→ TRY IT
Your output must consist of the records printed verbatim, with the pictures excluded.

DATA IN THIS EXERCISE START

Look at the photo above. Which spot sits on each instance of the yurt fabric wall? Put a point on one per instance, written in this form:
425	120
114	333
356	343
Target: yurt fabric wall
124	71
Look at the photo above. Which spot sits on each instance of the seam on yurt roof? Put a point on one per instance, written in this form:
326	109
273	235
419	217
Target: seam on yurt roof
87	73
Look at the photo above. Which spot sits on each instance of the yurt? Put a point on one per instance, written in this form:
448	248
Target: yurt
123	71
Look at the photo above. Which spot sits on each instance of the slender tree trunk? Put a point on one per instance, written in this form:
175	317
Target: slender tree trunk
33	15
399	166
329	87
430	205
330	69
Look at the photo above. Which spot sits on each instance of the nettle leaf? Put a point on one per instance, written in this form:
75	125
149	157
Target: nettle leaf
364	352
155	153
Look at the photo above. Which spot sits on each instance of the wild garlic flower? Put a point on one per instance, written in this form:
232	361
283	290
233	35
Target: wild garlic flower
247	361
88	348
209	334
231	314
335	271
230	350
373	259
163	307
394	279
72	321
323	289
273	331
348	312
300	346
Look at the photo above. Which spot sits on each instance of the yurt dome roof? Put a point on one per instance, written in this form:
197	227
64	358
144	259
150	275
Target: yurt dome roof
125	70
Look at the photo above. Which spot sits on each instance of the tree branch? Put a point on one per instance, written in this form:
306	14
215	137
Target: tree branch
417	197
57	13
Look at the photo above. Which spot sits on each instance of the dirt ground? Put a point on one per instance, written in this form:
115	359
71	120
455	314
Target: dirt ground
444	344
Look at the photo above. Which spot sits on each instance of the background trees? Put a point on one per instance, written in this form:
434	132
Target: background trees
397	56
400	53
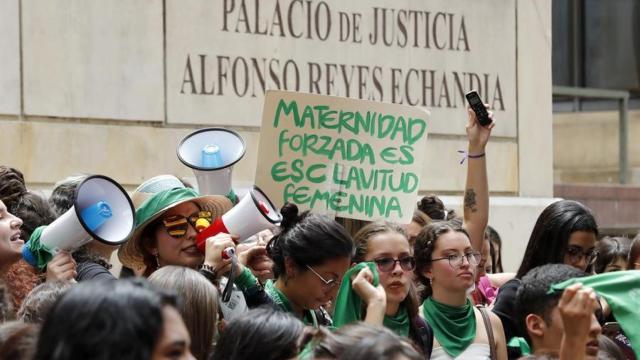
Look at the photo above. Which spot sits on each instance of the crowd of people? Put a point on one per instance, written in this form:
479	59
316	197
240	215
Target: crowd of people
310	289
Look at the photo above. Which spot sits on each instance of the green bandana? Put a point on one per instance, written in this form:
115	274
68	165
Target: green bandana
520	343
348	305
454	327
621	289
281	300
398	323
38	254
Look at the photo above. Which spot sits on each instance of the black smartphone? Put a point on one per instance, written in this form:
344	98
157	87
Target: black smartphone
478	107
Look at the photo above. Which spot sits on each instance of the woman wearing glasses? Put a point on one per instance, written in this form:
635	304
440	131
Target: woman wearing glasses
166	227
310	256
386	245
446	264
565	233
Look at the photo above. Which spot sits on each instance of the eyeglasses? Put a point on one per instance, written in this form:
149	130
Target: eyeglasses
178	225
327	284
457	260
407	263
576	254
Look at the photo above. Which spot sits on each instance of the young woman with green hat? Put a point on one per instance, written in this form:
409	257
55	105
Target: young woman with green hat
165	225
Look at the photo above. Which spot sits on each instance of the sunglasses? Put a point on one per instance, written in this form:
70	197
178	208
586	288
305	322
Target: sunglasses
178	225
407	263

DATA IN THIS EXERCISE END

→ ANSWER TO THIS EXERCISE
Look at the photo above. Which spot sits on each instance of the yurt fabric wall? Put a point on one per instance, written in this form:
425	120
114	333
356	343
Target: yurt fabric wall
124	71
Look at the photo above. Which spot sits on each instance of the seam on yurt roof? Put a point on one per instance, written in this form:
326	109
273	235
419	217
Target: seam on yurt roof
87	73
Look at the photo above. Which spot sits on each instance of the yurt? Put a point on one per instance, written in this form:
448	248
Target: yurt
123	71
Look at the photo above. Which spot sits on each instance of the slender tree trunk? Put a point on one per instance, written in this form:
175	317
Target: slender tree trunk
33	15
399	166
329	87
430	205
330	69
Look at the photo above. Which spot sits on each instance of the nettle leaf? Put a point on one per instance, written in this form:
75	125
149	157
Target: nettle leaf
364	352
155	153
Look at the photo above. Which spot sits on each instance of the wild garlic flower? Put a point on one per instance, written in this form:
232	361
283	290
233	35
Target: wild garlic flower
247	361
88	348
209	334
231	314
335	271
230	350
373	259
163	307
394	279
72	321
323	289
273	331
348	312
300	346
Look at the photo above. Which spot sits on each instance of the yurt dome roof? Put a point on one per instance, written in this form:
197	227
64	358
144	259
150	275
Target: yurt dome roof
125	70
Look at the photo above. Which spot sits on each instance of the tree branch? Put a point on one per instance, written in this form:
306	14
215	137
Target: tree branch
417	197
57	13
Look at the photo above. Which spot sits on each instance of the dirt ground? Put a point on one per instance, written in this form:
115	359
71	120
455	314
Target: dirt ground
444	344
Look at the photo above. Which spot sits on each instance of the background trees? Put a point on one per instance, written in this form:
434	132
Target: background trees
397	56
400	53
Look at the photo above. Which spot sits on each instance of the crowd of people? Put a point on one per instance, written in this form:
479	59
316	197
240	215
Target: crowd of people
310	289
Look at the photo above. Which spot sits on each instance of the green bandana? Put a point on one per instance, written in this form:
115	274
68	165
Target: green bandana
520	343
348	305
454	327
621	289
281	300
398	323
38	254
Look at the photo above. Which spot sits on each instance of the black smartphone? Put a point on one per instance, written in this form:
344	98
157	87
Target: black smartphone
478	107
Look at the photo above. Which spot sits on each instance of the woman wearing glasses? Put a point on one per instance, written in this form:
635	304
440	131
Target: woman wearing glasses
166	227
310	256
386	245
446	264
565	233
Look at the photo above. Which spot sits on each instance of the eyeglasses? Put a point on one per instance, written in this form:
149	130
Target: eyeglasses
178	225
327	284
457	260
407	263
576	254
Look at the photo above. Which spot sits on each instance of the young woman with green hat? Put a point on one per instance, written in this form:
409	257
55	105
Target: young woman with green hat
165	225
Look at the photo above. Which spot sits on each instance of the sunglasses? Put a point on one per instance, written in this form:
70	197
178	208
586	288
305	322
Target: sunglasses
178	225
407	263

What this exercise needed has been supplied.